# [Prompt]
Print the entries once more, unchanged.

(Dataset extract)

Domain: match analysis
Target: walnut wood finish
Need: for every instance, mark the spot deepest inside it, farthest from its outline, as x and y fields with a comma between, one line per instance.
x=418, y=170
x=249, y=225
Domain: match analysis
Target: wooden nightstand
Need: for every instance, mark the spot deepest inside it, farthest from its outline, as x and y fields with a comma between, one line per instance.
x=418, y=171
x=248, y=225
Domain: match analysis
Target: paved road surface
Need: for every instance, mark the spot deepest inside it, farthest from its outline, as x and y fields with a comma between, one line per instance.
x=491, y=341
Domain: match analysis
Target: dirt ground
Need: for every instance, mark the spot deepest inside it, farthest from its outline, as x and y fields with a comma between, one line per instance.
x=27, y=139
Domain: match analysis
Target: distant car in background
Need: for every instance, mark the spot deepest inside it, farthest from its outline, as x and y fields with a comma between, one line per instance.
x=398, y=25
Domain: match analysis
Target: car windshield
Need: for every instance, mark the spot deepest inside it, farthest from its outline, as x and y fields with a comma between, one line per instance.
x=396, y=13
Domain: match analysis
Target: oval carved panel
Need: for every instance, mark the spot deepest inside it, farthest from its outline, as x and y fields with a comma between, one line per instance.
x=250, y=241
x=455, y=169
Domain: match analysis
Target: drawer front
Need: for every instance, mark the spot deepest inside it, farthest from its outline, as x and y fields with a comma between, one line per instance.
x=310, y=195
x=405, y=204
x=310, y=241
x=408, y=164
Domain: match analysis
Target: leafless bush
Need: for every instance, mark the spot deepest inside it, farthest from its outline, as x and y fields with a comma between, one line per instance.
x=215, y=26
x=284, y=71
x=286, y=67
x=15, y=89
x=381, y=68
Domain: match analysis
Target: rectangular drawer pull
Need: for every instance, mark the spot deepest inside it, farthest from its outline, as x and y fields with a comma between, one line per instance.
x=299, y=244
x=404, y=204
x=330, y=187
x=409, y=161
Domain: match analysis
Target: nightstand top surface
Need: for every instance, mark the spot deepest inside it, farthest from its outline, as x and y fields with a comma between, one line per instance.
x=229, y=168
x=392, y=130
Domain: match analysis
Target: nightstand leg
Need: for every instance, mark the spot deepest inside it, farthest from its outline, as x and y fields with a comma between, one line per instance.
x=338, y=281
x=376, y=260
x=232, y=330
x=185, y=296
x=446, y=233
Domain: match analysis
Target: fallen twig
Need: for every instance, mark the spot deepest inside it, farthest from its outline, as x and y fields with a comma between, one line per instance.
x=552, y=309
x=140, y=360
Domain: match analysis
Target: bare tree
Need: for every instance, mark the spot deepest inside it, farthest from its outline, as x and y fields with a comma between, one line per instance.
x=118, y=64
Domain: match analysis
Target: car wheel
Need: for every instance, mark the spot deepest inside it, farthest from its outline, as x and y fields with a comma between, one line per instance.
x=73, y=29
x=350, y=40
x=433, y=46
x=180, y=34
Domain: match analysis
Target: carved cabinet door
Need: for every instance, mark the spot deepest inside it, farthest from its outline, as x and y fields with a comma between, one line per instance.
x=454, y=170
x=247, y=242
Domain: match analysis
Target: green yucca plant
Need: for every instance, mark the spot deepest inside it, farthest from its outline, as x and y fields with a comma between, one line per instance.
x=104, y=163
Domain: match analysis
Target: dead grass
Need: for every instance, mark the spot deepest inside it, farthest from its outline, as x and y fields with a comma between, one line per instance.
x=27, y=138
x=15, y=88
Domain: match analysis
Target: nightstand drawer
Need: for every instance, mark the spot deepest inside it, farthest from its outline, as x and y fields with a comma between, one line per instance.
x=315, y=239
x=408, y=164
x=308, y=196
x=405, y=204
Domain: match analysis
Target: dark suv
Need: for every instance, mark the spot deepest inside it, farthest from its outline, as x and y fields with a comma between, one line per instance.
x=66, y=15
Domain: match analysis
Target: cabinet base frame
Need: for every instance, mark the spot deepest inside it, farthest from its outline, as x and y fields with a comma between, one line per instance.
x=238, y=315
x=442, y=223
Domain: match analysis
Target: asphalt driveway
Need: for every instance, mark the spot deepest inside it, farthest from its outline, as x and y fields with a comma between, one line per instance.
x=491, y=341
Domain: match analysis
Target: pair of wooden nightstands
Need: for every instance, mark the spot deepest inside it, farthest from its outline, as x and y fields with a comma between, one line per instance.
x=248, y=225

(End Dataset extract)

# [Solution to this exercise]
Domain: match analysis
Target: walnut wood finish
Need: for every instance, mark the spot deepest inside it, farthest from its outline, as x and y fields with a comma between, one line per instance.
x=418, y=170
x=249, y=225
Domain: match analysis
Target: wooden nightstand
Need: for every instance, mark the spot deepest inside it, farthest from its outline, as x and y fields with a comma between, one line per instance.
x=418, y=171
x=248, y=225
Domain: match analysis
Target: paved road surface
Need: for every instance, mark the spot deepest inside it, farthest from its outline, as x and y fields with a comma between, one line per instance.
x=491, y=341
Domain: match analysis
Target: dirt ground
Need: for every instance, mark the spot deepest inside it, farthest from its outline, as x and y fields with a comma between, one line per instance.
x=27, y=139
Domain: match analysis
Target: distant car in background
Need: for every instance, mark the spot deepest inside it, farthest from its outline, as x and y fields with a comma between, one line per instance.
x=398, y=25
Domain: match analysis
Target: car windshield
Need: for every instance, mark the spot deepest inside it, farthest from its outline, as x and y fields with a comma between, one line per instance.
x=396, y=13
Domain: match analysis
Target: oval carved panel
Need: for every instance, mark the spot deepest inside it, farthest from its outline, as x and y fields with a comma between, one line per instance.
x=250, y=241
x=455, y=169
Domain: match analysis
Target: drawer front
Need: for every instance, mark the spot deepest inside it, farthest from its outline, as x and y fields with a comma between, one line per instance.
x=310, y=195
x=405, y=204
x=310, y=241
x=408, y=164
Domain: match analysis
Target: leafless bush
Need: for every instance, mark the spot deepest inside it, farthest from its outline, as x and y fields with a comma between, one line per instance.
x=215, y=26
x=284, y=71
x=286, y=67
x=15, y=89
x=381, y=68
Domain: match analysis
Target: rectangular drawer pull
Need: for every instance, mark the spot deepest inside it, farthest from its outline, as x and y fields with a comma between, one line per instance.
x=299, y=244
x=404, y=204
x=330, y=187
x=409, y=161
Domain: match analysis
Target: nightstand top surface
Need: for every instance, mark the spot deepest inside it, farthest from its outline, as x and y fields with a comma between, one line per instance.
x=229, y=168
x=392, y=130
Domain: match analysis
Target: nightstand leg
Need: for every instance, mark the spot deepest inside it, farthest from its outline, as x and y fields with a comma between, one line per instance.
x=338, y=281
x=376, y=260
x=232, y=330
x=185, y=296
x=446, y=233
Domain: match analysis
Target: fallen twig
Need: for every instance, mark the spot deepest inside it, farthest from its outline, as x and y fields with a comma between, one line per instance.
x=552, y=309
x=140, y=360
Domain: match analysis
Target: bare tree
Need: for every instance, mark the spot deepest inside it, farthest from its outline, as x and y fields with a comma between, one line per instance.
x=118, y=64
Domain: match analysis
Target: car wheel
Need: for every instance, mark the spot deepest inside it, farthest from its outline, as x and y fields with a comma between, one line per instance.
x=73, y=29
x=350, y=40
x=433, y=46
x=180, y=34
Domain: match analysis
Target: carved cabinet door
Need: for every instance, mark the spot deepest inside it, farthest from its outline, as x and y fields with a comma between, one line per instance.
x=454, y=170
x=247, y=242
Domain: match analysis
Target: green yucca plant
Need: for every instance, mark the spot deepest inside it, farthest from its outline, as x and y fields with a comma between, one line per instance.
x=104, y=163
Domain: match analysis
Target: dead grass
Need: for every instance, mark the spot deepest inside it, farthest from its outline, as x and y fields with a comma between, one line per instance.
x=27, y=138
x=15, y=88
Domain: match analysis
Target: nightstand drawer
Need: for every instance, mark the spot deepest inside it, farthest from its outline, as x and y fields with a comma between, one line per instance.
x=315, y=239
x=408, y=164
x=308, y=196
x=405, y=204
Domain: match analysis
Target: dark suv
Need: for every instance, mark the spot deepest inside it, farthest from its outline, as x and y fields with a comma between, one line per instance.
x=66, y=15
Domain: match analysis
Target: cabinet base frame
Need: for every instance, mark the spot deepest inside it, farthest from its outline, as x and y fields with a comma between, one line per instance.
x=238, y=315
x=442, y=223
Domain: match analysis
Target: asphalt driveway
Need: for every instance, mark the spot deepest inside it, farthest from its outline, as x and y fields with a comma between, one line per instance.
x=491, y=341
Domain: match analysis
Target: pair of wooden nightstands
Need: for every instance, mark the spot deepest inside it, farthest from its outline, as x and y fields with a comma between, one line per instance.
x=248, y=225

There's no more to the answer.